- [Tekst]:
Delen met wie niets heeft (Lc. 3,11)

 

Lucas kent aan Johannes een sleutelrol toe. Hij tekent hem vanuit een theologische visie, die de historische overheerst. Johannes is bij hem een profeet van het Oude Testament. God spreekt en handelt door zijn persoon. “Het woord van God brengt heilsgeschiedenis tot stand, wanneer mensen zich erdoor laten raken, het beluisteren, ervan houden, er aan gehoorzamen” (F. Bovon). Deze Johannes is tevens de voorloper van Jezus.  Hij heeft Jezus gedoopt.

Wat moeten wij doen?

In het eerste deel brengt Lucas het sermoen van de Doper met een ethische oproep: “de standenprediking” (Lc. 3,10-14). Is dit door Lucas opgesteld ten gerieve van de jonge christelijke gemeenschap en gelegd in de mond van Johannes? De eerste eis in deze ethische oproep is gericht tot de menigte. De prediker stelt niet de armoede voorop als ideaal, maar hij wijst op de plicht tot het delen van voedsel en kleding, opdat niemand het noodzakelijke zou ontbreken (Dt.15, 4).

- [Jouw opdrachten]:
#1 Beantwoord deze vragen over de tekst:
(a) Wie heeft Jezus gedoopt?
(b) Tot wie is de eerste eis in de ethische oproep gericht?
(c) Wat stelt de prediker niet voorop als ideaal?
#2 Kun je de alinea uit de tekst die begint met "Lucas kent aan Johannes" herschrijven als een beknopte opsomming met de belangrijkste feiten?
De items hebben geen verband met de tekst.

- [Gegevensuittreksel]:
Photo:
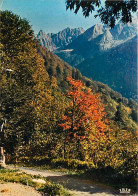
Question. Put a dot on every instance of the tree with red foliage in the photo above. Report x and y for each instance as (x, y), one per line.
(84, 118)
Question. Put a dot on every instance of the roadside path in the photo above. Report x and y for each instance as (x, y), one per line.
(77, 186)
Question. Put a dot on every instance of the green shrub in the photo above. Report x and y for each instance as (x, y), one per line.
(71, 164)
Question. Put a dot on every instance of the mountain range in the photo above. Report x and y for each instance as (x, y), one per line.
(106, 55)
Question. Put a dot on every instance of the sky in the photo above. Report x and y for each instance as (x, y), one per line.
(48, 15)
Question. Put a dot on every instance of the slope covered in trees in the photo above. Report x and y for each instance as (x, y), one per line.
(46, 116)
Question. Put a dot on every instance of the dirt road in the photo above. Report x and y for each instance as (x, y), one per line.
(77, 186)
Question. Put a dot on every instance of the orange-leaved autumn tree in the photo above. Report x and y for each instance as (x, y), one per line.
(84, 119)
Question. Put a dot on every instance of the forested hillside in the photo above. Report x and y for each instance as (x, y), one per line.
(50, 112)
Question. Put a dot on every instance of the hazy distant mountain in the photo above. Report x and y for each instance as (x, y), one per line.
(96, 40)
(60, 39)
(59, 69)
(117, 68)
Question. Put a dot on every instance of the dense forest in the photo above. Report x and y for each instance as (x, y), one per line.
(50, 112)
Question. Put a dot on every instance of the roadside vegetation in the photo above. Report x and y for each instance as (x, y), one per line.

- [Oplossingen]:
#1
(a) Johannes.
(b) Tot de menigte.
(c) De armoede.

#2
- Lucas geeft Johannes een sleutelrol.
- Hij tekent hem vanuit een theologische visie, die de historische overheerst.
- Bij Lucas is Johannes een profeet van het Oude Testament door wie God spreekt en handelt.
- Volgens F. Bovon brengt het woord van God heilsgeschiedenis tot stand wanneer mensen zich erdoor laten raken, het beluisteren, ervan houden en eraan gehoorzamen.
- Johannes is ook de voorloper van Jezus en heeft Jezus gedoopt.